■ REQUIREMENT
Please update the data in the stretch from the line containing "Give the outline of every instance of the dark" through the line containing "[(47, 146), (56, 146), (57, 127), (48, 127)]" by replacing "dark doorway opening" with "open doorway", and give those lines back with nothing else changed.

■ TASK MATERIAL

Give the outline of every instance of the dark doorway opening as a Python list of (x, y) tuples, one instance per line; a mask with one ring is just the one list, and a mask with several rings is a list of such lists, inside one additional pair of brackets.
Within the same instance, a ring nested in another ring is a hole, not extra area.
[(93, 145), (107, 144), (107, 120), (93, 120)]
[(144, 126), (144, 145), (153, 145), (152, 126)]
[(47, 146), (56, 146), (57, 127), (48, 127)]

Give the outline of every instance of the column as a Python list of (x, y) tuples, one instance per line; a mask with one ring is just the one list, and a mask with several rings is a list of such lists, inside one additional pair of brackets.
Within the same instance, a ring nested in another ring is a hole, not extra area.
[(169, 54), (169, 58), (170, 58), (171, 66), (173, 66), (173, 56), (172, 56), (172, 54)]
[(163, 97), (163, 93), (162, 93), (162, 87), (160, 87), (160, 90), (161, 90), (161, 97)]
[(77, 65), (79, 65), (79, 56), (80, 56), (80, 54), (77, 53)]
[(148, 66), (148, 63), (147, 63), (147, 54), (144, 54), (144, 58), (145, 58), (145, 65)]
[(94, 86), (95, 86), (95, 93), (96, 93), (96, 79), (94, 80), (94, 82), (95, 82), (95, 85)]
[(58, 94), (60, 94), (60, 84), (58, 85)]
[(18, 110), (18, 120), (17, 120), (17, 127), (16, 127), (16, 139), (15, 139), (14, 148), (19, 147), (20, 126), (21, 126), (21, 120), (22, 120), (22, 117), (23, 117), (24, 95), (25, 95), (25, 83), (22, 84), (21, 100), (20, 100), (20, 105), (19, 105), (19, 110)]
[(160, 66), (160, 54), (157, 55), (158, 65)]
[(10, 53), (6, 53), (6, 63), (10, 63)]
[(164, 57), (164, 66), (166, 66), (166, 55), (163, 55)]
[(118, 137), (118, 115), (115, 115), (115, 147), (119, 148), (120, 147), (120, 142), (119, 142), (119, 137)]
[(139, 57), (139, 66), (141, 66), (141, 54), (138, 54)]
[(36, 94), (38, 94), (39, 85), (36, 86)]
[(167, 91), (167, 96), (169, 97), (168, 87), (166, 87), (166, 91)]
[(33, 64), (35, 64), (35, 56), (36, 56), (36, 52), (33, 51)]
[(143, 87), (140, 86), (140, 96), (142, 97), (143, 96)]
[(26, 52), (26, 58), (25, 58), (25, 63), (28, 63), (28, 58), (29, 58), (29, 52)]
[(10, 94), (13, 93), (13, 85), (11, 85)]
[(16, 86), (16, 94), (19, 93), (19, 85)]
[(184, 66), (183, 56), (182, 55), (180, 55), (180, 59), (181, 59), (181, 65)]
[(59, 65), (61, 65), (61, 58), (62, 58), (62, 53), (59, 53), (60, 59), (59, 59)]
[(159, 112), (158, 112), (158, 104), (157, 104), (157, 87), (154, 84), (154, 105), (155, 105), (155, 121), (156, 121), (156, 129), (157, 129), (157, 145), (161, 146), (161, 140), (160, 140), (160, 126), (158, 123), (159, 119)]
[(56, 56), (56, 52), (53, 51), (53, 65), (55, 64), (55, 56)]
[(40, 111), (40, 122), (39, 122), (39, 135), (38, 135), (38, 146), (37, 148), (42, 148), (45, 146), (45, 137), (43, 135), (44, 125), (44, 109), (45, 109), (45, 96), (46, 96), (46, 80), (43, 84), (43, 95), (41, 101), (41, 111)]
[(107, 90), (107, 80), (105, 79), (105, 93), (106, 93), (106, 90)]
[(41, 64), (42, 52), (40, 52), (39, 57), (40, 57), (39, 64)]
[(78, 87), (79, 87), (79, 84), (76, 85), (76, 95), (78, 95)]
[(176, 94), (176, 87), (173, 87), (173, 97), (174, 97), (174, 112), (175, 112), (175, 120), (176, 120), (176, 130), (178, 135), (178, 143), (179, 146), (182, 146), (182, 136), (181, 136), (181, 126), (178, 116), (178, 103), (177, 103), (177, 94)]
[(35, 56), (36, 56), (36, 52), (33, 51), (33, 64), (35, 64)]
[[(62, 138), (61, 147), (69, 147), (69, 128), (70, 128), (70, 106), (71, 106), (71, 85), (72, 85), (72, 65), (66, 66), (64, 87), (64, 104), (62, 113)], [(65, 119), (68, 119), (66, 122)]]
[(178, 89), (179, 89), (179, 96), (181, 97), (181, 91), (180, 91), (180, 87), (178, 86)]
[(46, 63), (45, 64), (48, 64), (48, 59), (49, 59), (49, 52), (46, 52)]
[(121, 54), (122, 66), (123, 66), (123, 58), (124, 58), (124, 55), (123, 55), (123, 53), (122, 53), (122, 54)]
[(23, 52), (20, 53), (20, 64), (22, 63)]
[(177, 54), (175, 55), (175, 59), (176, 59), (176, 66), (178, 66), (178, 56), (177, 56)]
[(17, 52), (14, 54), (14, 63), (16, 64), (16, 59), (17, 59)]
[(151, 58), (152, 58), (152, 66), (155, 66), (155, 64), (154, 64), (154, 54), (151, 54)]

* * *

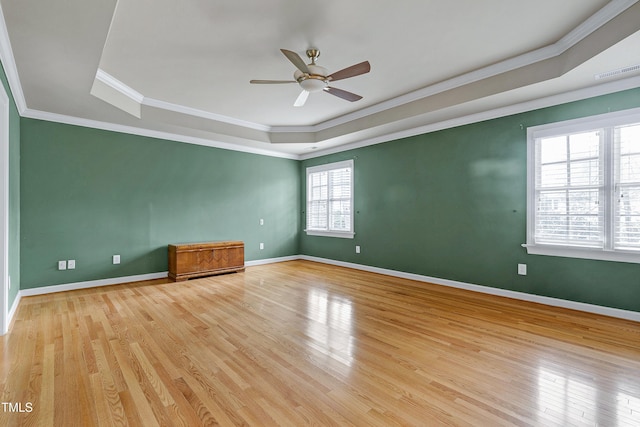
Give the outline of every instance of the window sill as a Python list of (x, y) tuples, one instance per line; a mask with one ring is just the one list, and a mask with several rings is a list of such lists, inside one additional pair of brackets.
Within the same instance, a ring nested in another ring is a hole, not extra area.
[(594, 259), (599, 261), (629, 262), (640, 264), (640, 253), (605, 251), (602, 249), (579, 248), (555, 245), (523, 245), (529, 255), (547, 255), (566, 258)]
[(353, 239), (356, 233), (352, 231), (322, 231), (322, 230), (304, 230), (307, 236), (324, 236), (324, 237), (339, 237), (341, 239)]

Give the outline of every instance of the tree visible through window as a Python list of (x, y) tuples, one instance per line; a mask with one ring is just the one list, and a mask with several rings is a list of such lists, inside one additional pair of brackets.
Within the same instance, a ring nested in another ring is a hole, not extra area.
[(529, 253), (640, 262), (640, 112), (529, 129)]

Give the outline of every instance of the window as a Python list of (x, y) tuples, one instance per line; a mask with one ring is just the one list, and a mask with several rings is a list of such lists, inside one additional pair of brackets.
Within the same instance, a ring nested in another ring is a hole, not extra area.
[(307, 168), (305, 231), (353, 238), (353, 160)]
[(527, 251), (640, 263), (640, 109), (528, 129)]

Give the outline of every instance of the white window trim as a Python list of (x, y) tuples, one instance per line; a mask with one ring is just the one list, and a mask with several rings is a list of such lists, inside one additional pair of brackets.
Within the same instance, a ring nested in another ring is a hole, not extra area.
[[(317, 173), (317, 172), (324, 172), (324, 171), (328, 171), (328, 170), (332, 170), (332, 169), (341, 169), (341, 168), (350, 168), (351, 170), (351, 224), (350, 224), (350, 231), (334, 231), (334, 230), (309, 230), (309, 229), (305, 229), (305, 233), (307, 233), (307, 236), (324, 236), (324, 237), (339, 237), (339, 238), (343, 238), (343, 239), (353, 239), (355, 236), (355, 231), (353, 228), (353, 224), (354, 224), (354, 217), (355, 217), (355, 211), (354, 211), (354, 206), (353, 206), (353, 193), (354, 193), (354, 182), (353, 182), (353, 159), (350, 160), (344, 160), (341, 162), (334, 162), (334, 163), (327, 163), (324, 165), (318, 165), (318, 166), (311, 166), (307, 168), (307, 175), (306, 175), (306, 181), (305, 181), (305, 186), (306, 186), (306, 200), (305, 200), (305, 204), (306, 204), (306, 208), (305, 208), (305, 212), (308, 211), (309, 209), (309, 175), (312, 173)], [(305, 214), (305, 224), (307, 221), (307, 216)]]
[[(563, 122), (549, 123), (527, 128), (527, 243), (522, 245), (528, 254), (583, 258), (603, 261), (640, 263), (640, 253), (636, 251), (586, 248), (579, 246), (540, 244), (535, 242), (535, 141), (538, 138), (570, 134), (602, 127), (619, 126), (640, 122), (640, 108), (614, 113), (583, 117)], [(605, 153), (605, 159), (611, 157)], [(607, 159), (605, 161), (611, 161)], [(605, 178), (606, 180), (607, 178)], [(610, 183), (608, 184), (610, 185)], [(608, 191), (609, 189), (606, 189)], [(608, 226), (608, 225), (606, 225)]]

■ RESULT
Give the outline of every instance of the open doorway as a Python list of (x, y) tuples, one instance per line; a mask with one ring is just the one list, and a mask with several rings is a list of such lists, inside one additional pair of brackets.
Within the same instance, a ring nested in another ring is a hole, not extra area.
[(93, 145), (107, 144), (107, 120), (93, 120)]
[(144, 126), (144, 145), (153, 145), (152, 126)]
[(47, 146), (56, 146), (57, 127), (48, 127)]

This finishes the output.